TEXT EXCERPT |
◇ ◇ ◇ ◇

Xavier Le Roy has conceived and presented his work as ‘contemporary dance’ signed by a French choreographer, as opposed to disseminating it under the banner of French dance per se. As a contemporary French artist, Le Roy has an inclination towards the themes and methods of French theory, such as, for instance, its critique of spectacle, exploration of alternative forms of spectatorship, and interest in how the body is represented. But in his attitude towards the material conditions of dance and its modes of production (both in terms of institution and dissemination), he has consciously sought to distance himself from the authorship model of choreography that dominates the French dance scene. More often that not, this positions the choreographer as the director of a given dance company, and also places her/him at the head of a Centre Chorégraphique Nationale . Le Roy’s work has remained steadfastly independent and internationally orientated, and his attempt to experiment with alternative ways of working has, by implication, real aesthetic and political significance. This fact is critical because it determines the specific form of Le Roy’s dissentfrom the majority of French nouvelle danse practitioners like Maguy Marin, Régine Chopinot, Angélin Preljocaj or Mathilde Monnier. In this mode of production, the existence of a stable company and well-funded infrastructure subsidised by the French State has resulted in a distinctive choreographic style and ‘signature’, perpetuated from one choreography to another.

◇ ◇ ◇ ◇

INFORMATION PROVIDED |
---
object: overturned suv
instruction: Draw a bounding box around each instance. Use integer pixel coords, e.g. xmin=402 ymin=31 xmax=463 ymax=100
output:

◇ ◇ ◇ ◇

WHAT TO DO |
- 1) Answer these questions using the passage on Xavier Le Roy's choreography, one answer per line, marked like the questions.
(a) What three themes and methods of French theory is Le Roy said to be inclined towards?
(b) Which four French nouvelle danse practitioners does the passage name?
(c) According to the passage, what has a stable company and State-subsidized infrastructure resulted in?
- 2) Resume the passage on Xavier Le Roy's choreography, starting right after its final sentence.

OUTPUTS IN ORDER |
- 1)
(a) Its critique of spectacle, its exploration of alternative forms of spectatorship, and its interest in how the body is represented.
(b) Maguy Marin, Régine Chopinot, Angélin Preljocaj and Mathilde Monnier.
(c) A distinctive choreographic style and "signature," perpetuated from one choreography to another.

- 2)
 Le Roy’s work is also dissensual within the larger, international framework of contemporary dance. His performances choreograph bodies and movements, as well as inviting heterogeneous forms of spectatorial attention, that usually have no ‘part’ in contemporary dance. My use of the word ‘part’ is intentional—it refers to Jacques Rancière’s notion of ‘the distribution of the sensible’ which could be understood as the disciplinary management of actions, movements, gestures, bodies and patterns of perception by the established order (2006:12).  By drawing on Rancière’s ideas, I want to show in this essay how Le Roy dissents from dominant conceptions of choreography and performance in France and elsewhere.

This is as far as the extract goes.